◆ **Problem 1**
List the improvements to the revised edition that the reviewer who is one of the authors describes in the pulp-magazine book reviews.
◆ **Problem 2**
Continue the pulp-magazine book reviews from the point where they stop.

◆ **Supplied passage**

——————

Good book, was very informative about the history of pulps. The book size is a large coffee table sized book. The art work is great, which is really why I bought this book. Page after page of beautiful pulp cover artwork is represented from the 30s to the 50s, all printed on great quality paper. I also wanted a book which would represent the various genres of pulp covers, from adventure covers to science fiction to sexy damsels and risque covers, and this book delivered. Be warned, though, that the cover shown of 'The Shadow' is not the front cover of the book. The book I got actually has the cover from "Breezy Stories" March 1937 issue, which shows a sexy damsel in a yellow dress. That's the reason it got 4 instead of 5 stars. Still, if you want a definitive book on the history of pulp magazines, look no further my friend!
This is a fully revised edition of the first pictorial history of the pulp magazines to be published and the authors finally got it right. There is a complete index of magazine titles and the artists who painted their covers, the images have been rescanned to eliminate any "moire" patterns that may have degraded the paintings, and the most unusual cover ever published has now been included (a painting by John Held Jr., famous for his "sheiks and shebas" of the Jazz Age). The cover has been redesigned and features the image of a pirate far more fearsome than Johnny Depp. This is the book that started it all and the price is now more than right. --Frank M. Robinson (I'm one of the authors).
Must have for any illustrator or writer. A terrific history both artistically and and with regard to pulp magazines.
excellent collection of illustrations
Great history of pulp fiction and wonderful pictures of cover art, illustrations, etc. Gives you the basics and I found the entire book enjoyable.

——————

[Records excerpted from a collection]
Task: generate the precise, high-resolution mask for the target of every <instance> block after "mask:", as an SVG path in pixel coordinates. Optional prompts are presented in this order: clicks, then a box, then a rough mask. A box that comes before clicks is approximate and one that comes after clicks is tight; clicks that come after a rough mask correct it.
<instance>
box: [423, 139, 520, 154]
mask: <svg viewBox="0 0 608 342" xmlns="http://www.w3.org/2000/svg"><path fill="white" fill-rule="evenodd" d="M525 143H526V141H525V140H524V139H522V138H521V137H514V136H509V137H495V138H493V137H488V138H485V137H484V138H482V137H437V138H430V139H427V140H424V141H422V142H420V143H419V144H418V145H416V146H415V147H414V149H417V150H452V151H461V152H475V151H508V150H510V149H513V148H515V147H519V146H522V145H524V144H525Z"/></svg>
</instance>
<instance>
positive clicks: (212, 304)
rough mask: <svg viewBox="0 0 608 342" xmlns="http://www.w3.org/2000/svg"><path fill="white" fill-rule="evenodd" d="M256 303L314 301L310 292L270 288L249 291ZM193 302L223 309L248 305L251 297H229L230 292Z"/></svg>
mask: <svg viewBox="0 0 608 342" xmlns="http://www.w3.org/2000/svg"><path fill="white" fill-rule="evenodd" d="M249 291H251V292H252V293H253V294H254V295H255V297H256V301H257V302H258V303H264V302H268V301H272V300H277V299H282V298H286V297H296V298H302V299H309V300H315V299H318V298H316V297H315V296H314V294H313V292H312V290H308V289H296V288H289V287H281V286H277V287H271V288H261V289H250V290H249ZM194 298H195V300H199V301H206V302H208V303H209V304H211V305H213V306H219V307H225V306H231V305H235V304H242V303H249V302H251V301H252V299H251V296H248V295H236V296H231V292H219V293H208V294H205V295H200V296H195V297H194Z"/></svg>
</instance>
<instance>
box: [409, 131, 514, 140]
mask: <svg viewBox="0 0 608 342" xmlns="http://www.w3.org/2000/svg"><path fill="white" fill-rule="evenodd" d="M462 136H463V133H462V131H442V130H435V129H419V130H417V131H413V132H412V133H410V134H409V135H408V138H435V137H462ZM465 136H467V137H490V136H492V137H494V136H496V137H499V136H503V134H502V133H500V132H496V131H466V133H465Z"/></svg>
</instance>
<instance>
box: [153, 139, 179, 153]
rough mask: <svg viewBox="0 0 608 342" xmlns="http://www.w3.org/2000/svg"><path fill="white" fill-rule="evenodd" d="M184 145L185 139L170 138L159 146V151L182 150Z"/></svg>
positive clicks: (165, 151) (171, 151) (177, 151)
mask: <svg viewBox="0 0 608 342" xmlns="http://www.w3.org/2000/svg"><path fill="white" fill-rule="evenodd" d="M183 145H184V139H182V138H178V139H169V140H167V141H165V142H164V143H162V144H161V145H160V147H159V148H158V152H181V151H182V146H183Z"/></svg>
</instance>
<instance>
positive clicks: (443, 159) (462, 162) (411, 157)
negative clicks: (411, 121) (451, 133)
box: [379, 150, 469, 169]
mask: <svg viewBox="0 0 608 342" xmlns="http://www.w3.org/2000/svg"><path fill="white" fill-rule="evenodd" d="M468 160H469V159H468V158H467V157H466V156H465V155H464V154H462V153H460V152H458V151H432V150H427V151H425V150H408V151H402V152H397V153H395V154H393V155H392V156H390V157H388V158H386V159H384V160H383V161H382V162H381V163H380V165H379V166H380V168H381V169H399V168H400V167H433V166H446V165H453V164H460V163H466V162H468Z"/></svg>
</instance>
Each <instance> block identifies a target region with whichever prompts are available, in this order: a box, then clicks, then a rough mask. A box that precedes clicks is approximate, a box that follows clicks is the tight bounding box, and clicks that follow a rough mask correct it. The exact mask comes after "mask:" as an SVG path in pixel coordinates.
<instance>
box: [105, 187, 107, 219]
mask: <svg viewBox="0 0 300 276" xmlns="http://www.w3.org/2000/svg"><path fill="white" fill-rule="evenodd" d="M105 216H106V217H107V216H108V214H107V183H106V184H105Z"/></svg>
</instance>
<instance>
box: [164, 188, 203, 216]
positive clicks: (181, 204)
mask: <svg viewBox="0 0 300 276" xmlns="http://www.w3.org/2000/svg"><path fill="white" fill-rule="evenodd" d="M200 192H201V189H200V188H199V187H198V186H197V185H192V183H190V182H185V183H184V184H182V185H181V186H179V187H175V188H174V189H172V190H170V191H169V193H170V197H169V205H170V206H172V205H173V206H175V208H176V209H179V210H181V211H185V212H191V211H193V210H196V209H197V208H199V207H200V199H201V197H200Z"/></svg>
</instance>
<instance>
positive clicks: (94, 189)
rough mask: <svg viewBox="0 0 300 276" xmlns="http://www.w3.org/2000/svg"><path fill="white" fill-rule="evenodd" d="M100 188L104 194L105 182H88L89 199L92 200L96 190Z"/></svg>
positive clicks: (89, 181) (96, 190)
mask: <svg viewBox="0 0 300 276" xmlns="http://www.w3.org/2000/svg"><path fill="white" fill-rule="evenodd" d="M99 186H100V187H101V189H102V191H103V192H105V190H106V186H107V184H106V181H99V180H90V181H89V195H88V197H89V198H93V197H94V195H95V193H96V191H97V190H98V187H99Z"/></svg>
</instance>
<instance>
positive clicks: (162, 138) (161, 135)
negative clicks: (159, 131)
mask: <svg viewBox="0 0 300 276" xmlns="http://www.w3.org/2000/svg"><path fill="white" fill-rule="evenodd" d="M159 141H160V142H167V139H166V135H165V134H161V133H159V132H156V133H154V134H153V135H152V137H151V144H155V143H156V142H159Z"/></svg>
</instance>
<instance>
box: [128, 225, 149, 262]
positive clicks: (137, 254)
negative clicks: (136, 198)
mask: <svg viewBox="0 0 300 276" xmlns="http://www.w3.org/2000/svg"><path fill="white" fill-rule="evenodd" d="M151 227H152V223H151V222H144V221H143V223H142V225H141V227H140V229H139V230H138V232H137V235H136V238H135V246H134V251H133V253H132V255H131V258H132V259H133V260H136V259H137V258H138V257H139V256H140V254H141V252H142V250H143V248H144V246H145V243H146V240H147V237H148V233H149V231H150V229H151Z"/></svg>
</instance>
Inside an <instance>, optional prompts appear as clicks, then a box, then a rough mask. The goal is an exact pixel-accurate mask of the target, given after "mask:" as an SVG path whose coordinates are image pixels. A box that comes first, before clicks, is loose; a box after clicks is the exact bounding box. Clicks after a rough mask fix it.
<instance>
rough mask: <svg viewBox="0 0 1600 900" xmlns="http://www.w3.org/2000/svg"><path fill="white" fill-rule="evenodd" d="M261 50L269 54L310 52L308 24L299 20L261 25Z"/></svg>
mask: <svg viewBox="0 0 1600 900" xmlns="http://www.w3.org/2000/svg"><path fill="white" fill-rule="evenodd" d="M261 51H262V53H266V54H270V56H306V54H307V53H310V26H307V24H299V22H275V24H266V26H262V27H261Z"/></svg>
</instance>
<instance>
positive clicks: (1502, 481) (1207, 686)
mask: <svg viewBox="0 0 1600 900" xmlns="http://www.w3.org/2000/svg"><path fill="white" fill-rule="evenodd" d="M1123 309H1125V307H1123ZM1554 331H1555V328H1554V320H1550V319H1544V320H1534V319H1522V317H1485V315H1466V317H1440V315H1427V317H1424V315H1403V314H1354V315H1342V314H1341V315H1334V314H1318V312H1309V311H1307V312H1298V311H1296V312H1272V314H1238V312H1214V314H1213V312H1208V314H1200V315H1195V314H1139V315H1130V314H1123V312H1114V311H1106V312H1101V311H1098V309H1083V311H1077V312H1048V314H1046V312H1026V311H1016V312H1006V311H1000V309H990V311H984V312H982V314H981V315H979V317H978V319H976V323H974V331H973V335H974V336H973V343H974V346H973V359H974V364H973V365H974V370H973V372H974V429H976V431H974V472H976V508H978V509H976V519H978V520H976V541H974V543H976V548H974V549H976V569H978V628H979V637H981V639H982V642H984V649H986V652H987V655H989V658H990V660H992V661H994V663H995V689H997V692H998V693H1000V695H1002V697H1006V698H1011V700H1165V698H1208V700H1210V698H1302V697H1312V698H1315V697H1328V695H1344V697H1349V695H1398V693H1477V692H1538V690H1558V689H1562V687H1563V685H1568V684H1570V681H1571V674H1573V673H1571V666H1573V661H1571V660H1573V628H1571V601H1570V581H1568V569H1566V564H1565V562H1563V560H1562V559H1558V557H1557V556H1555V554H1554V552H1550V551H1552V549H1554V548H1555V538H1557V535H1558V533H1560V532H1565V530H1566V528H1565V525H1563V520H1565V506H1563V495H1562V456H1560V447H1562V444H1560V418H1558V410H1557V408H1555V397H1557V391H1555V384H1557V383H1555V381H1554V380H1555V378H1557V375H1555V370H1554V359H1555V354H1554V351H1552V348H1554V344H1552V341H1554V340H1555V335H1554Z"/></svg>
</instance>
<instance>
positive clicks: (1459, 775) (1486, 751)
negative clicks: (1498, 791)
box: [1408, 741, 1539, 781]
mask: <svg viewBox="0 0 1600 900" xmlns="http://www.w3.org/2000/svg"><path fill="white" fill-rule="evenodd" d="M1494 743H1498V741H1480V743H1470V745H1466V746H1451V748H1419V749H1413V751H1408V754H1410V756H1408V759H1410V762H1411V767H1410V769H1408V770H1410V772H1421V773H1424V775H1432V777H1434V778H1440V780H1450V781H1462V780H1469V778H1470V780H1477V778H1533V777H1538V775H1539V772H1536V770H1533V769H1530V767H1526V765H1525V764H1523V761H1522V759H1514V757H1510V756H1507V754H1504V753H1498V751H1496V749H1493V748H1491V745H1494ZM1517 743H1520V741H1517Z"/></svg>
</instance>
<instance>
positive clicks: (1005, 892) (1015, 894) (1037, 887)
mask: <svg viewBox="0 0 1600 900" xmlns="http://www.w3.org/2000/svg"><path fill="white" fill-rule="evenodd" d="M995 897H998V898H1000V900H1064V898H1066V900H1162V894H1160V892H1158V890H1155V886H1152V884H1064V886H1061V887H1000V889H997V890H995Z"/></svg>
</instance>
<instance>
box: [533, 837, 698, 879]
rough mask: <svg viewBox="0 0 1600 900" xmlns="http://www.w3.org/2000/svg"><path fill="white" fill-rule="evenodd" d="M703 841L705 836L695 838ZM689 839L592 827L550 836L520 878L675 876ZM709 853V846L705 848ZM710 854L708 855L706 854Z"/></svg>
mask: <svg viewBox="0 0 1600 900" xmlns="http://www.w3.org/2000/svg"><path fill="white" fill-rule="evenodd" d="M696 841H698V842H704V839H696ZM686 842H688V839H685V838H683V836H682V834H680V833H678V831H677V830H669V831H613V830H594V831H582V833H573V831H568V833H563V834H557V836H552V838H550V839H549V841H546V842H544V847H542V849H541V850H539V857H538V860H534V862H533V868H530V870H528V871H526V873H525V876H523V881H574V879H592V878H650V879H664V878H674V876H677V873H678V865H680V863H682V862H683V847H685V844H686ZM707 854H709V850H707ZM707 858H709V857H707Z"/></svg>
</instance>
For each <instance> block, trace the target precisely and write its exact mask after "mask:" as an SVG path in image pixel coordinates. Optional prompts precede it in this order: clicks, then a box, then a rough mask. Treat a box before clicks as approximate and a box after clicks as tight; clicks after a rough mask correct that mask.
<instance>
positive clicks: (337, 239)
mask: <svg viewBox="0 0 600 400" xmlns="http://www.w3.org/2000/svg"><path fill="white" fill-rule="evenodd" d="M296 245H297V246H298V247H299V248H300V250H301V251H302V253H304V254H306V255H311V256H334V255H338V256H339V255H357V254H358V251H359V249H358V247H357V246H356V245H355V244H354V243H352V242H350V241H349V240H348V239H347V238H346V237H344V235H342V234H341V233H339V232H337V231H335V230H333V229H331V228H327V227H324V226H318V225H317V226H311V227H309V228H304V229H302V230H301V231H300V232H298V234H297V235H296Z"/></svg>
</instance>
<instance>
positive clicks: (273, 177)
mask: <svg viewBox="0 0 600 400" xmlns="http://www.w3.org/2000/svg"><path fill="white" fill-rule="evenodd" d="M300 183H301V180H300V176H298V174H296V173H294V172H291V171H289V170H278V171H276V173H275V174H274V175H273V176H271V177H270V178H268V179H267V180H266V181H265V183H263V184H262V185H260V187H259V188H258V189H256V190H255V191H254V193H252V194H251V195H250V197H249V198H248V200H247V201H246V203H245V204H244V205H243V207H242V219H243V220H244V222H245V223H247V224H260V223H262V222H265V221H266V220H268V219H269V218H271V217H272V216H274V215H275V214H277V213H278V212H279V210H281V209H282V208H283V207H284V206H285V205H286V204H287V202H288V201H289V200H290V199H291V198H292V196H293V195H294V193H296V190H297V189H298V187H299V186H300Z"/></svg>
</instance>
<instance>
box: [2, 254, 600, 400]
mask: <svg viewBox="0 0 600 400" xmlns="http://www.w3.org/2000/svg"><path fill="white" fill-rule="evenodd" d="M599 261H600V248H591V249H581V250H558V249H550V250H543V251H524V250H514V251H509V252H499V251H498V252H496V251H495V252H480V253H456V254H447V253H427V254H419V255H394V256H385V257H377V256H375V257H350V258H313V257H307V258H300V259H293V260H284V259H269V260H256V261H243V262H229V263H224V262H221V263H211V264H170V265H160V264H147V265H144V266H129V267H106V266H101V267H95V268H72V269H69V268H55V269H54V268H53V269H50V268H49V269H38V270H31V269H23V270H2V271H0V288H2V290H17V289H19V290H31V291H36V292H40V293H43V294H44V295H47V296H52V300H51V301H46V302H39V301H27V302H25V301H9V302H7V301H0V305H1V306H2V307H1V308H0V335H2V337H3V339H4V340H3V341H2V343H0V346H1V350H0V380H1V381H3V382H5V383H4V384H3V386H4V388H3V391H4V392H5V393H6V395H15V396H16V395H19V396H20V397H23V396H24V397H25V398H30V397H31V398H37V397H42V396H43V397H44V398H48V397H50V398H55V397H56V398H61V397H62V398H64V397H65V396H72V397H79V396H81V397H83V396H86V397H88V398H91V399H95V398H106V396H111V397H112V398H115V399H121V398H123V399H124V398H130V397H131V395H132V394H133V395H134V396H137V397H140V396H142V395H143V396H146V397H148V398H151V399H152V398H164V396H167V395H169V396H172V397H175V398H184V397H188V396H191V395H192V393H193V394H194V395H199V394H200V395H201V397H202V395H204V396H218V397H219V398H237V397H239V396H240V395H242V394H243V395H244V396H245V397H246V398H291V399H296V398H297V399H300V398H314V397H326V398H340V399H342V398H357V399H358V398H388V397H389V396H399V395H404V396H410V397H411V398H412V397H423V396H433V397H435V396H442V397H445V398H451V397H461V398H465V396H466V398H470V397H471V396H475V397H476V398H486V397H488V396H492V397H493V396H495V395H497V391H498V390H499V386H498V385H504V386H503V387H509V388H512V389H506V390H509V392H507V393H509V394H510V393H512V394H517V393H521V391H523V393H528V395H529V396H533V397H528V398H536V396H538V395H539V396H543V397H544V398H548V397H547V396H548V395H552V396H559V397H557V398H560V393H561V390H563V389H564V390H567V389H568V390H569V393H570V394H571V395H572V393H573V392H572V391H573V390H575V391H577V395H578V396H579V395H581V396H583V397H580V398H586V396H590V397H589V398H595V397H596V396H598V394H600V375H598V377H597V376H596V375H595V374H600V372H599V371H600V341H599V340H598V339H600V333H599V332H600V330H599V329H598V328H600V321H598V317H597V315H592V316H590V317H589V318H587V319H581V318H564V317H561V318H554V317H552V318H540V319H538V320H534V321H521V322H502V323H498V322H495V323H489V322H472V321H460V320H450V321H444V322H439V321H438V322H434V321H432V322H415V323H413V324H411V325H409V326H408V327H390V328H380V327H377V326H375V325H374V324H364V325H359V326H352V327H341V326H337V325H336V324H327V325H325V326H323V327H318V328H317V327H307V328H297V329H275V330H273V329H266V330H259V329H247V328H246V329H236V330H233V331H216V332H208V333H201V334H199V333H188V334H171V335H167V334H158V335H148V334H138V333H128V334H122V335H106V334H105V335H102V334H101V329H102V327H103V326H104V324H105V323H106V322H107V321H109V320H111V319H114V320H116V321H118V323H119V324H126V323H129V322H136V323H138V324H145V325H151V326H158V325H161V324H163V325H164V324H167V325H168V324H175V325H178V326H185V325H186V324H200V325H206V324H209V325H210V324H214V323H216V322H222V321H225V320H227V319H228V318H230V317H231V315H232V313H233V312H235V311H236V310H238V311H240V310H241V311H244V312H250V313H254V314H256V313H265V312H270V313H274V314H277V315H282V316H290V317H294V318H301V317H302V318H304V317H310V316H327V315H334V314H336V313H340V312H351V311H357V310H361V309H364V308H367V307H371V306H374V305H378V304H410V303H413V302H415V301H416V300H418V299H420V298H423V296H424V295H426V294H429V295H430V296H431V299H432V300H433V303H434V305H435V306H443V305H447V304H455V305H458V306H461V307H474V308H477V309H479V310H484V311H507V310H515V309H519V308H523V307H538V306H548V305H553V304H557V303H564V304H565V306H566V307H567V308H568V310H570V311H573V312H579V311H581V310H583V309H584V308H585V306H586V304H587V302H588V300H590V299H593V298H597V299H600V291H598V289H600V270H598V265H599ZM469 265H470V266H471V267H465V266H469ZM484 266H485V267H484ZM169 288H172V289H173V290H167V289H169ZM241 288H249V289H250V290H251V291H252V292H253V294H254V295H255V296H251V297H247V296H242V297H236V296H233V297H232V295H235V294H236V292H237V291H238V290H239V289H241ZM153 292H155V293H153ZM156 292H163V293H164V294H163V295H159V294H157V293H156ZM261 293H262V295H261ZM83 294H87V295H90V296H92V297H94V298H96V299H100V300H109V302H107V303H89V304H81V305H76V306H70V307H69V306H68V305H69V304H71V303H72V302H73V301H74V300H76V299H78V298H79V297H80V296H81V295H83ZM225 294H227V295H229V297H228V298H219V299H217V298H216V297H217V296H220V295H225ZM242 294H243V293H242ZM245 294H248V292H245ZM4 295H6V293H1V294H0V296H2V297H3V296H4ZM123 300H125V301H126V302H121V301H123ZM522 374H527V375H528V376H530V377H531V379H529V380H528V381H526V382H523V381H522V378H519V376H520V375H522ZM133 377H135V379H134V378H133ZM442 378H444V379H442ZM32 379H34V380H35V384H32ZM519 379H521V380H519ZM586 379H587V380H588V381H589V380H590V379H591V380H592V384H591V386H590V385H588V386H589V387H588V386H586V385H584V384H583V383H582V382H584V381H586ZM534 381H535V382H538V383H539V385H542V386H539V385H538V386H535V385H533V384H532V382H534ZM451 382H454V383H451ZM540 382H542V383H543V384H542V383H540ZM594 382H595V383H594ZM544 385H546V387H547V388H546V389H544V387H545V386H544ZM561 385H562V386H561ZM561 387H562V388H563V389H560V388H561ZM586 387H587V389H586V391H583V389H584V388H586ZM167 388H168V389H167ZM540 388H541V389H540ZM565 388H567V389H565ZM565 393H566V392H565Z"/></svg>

——————

◆ **Answer 1**
- A complete index of magazine titles and the artists who painted their covers
- Images rescanned to eliminate any "moire" patterns that may have degraded the paintings
- The inclusion of the most unusual cover ever published, a painting by John Held Jr.
- A redesigned cover featuring the image of a pirate

◆ **Answer 2**
What a wonderfull book. Beautifull pulp covers in full colour showing an amazing level of style and drama.These artists are just so underrated, a real shame!Id love to see more vols. like this one.How about a book feauting Earle k Bergy and HW Mc Cauly!
This large art book features the covers of hundreds of pulp magazines, along with (often amusing) commentary and history. Unlike other books I've seen, this one strives to cover the entire range of genres, subgenres, and specialized subjects, so that along with more familiar genres such as SF, horror, adventure, romance (love story and romance pulps had the highest circulation of any genre, we are told, but are the least likely to survive), detective, western, war, hero (the Shadow knows!), etc., we see examples of Wall Street Stories (who knew 1929 would be a bad time to sell stories of high finance?) to the infamous Zeppelin Stories (hey, Railroad Man's Stories was one of the most popular, so why not?), not to mention strange hybrids like the popular Ranchland Romances and its several competitors. I can more than recommend to this my fellow SF/fantasy/horror genre fans, but not just to them, to fans of any of these genres or just popular culture.